Work to be completed => Update the lines below, starting from the line containing "point: red mirrored" and running through the last line, by replacing "Target" with "Label" and leaving everything else unchanged. Return only those lines.
## BEGIN Task data
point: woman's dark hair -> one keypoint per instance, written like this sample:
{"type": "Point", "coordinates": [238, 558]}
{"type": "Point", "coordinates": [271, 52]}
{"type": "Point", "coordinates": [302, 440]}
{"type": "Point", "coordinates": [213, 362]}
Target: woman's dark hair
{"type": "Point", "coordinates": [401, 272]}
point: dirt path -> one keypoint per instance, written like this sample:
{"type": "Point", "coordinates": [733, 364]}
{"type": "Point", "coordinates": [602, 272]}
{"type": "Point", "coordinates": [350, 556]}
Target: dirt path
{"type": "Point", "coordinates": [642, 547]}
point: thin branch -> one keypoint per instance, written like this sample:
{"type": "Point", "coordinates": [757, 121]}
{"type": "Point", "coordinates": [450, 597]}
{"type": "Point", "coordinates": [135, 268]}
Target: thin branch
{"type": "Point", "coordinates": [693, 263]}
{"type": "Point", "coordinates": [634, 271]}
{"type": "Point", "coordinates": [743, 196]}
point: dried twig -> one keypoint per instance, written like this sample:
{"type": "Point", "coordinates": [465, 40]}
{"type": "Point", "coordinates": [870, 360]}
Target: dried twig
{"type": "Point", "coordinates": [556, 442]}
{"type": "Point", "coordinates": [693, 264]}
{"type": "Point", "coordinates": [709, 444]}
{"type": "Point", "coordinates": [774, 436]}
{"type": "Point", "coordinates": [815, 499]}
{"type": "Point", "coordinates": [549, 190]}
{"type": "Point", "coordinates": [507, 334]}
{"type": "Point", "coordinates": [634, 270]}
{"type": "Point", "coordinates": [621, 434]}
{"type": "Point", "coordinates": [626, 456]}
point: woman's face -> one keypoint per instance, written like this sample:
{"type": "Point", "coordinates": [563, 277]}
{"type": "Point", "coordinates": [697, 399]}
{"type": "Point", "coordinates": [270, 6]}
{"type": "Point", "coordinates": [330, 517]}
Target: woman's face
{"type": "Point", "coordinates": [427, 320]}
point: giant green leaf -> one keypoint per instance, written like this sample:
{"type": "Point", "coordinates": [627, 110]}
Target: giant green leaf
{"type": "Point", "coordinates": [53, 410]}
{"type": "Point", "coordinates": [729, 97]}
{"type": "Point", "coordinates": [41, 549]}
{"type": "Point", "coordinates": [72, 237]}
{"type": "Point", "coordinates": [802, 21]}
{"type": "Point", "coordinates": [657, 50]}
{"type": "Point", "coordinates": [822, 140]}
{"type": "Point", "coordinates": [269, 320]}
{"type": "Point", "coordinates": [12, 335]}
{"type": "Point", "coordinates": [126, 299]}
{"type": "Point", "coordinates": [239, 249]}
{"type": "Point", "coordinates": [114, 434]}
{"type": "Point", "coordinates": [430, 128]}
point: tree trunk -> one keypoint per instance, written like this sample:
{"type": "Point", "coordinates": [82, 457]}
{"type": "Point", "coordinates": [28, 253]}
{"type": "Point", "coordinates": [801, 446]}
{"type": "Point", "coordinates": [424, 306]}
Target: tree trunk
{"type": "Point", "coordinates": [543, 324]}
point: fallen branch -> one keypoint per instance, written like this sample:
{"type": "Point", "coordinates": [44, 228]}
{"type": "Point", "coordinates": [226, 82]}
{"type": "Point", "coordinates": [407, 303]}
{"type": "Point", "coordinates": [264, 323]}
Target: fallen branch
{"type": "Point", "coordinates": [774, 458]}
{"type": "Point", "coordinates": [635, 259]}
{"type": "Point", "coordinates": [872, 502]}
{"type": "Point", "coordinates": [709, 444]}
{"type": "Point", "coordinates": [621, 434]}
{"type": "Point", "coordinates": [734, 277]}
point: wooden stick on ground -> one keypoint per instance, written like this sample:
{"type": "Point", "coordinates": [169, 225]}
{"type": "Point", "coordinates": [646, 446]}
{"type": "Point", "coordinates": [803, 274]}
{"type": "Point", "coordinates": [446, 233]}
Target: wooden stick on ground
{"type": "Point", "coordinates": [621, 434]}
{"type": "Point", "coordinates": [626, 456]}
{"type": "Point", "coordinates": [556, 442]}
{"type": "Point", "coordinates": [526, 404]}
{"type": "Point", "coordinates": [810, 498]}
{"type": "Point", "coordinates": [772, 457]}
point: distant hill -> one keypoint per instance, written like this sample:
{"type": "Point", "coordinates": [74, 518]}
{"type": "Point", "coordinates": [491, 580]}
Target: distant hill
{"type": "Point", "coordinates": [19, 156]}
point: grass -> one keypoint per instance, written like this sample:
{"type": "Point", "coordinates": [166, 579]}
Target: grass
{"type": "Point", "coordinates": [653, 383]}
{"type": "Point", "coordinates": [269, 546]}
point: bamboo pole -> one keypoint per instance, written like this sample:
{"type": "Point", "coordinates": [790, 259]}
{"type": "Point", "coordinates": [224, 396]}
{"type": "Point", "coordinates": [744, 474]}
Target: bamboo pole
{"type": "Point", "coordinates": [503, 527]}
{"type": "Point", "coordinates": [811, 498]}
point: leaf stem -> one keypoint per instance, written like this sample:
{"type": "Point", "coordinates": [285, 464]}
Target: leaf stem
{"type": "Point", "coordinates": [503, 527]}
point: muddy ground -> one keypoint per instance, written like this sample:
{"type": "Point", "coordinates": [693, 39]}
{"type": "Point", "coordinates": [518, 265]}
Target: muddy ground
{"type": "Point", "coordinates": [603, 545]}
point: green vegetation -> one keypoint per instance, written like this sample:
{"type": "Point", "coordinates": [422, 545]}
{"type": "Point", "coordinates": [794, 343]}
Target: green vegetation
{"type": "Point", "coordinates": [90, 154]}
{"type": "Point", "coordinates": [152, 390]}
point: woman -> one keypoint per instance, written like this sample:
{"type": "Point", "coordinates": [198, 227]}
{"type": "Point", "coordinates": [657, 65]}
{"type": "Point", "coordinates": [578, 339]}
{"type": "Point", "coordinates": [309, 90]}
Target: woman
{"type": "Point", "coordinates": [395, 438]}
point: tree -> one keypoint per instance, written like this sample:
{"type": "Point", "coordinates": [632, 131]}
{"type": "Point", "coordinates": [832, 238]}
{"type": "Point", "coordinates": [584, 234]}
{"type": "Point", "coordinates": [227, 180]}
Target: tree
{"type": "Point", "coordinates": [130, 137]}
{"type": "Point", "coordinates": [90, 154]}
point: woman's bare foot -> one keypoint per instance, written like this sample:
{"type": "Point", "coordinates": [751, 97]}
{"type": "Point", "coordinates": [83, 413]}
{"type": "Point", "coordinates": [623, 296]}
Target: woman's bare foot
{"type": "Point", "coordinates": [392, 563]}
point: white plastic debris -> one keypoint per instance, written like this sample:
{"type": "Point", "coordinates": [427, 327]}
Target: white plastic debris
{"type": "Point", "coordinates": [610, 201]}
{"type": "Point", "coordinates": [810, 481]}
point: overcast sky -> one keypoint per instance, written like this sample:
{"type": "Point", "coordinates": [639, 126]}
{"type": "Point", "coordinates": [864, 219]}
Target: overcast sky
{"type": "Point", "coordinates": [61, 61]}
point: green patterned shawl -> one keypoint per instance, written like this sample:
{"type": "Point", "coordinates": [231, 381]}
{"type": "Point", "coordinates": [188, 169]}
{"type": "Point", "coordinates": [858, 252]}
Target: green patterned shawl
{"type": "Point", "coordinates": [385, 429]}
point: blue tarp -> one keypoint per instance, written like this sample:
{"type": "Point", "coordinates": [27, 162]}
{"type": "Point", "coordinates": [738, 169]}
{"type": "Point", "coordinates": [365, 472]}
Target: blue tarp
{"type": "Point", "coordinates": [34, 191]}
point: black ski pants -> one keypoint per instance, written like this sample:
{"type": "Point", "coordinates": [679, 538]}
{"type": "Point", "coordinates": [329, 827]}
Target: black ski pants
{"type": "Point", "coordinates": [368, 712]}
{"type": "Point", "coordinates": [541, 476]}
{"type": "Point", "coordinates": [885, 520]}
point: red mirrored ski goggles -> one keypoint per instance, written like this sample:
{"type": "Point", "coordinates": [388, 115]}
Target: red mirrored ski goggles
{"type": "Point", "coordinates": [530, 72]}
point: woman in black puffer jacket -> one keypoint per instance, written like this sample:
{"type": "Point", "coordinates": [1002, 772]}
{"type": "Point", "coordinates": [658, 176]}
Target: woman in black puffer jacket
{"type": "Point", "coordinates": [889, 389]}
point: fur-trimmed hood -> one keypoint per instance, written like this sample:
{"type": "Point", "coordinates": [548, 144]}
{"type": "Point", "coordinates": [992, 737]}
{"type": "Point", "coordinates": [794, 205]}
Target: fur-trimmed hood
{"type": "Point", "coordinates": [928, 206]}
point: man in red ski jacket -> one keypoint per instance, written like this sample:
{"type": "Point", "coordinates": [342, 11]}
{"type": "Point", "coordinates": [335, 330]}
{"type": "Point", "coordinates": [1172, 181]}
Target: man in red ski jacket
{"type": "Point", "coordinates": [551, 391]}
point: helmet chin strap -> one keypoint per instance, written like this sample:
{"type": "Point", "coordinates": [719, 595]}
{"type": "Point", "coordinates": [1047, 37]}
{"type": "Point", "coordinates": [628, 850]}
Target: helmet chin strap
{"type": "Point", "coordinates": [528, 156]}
## END Task data
Result for this task =>
point: red mirrored ski goggles -> one keypoint per instance, written like this sample:
{"type": "Point", "coordinates": [388, 115]}
Label: red mirrored ski goggles
{"type": "Point", "coordinates": [530, 72]}
point: woman in black puffer jacket -> one keypoint per instance, written like this sample:
{"type": "Point", "coordinates": [1002, 772]}
{"type": "Point", "coordinates": [658, 176]}
Label: woman in black puffer jacket
{"type": "Point", "coordinates": [889, 389]}
point: fur-trimmed hood -> one keypoint per instance, written like this sample:
{"type": "Point", "coordinates": [548, 144]}
{"type": "Point", "coordinates": [992, 737]}
{"type": "Point", "coordinates": [794, 205]}
Label: fur-trimmed hood
{"type": "Point", "coordinates": [928, 206]}
point: man in red ski jacket -> one keypoint per instance, written like this sample:
{"type": "Point", "coordinates": [342, 11]}
{"type": "Point", "coordinates": [335, 330]}
{"type": "Point", "coordinates": [1172, 181]}
Label: man in red ski jacket
{"type": "Point", "coordinates": [551, 391]}
point: helmet chin strap -> one keypoint per instance, written like this sample:
{"type": "Point", "coordinates": [719, 595]}
{"type": "Point", "coordinates": [1047, 37]}
{"type": "Point", "coordinates": [628, 850]}
Label: helmet chin strap
{"type": "Point", "coordinates": [528, 156]}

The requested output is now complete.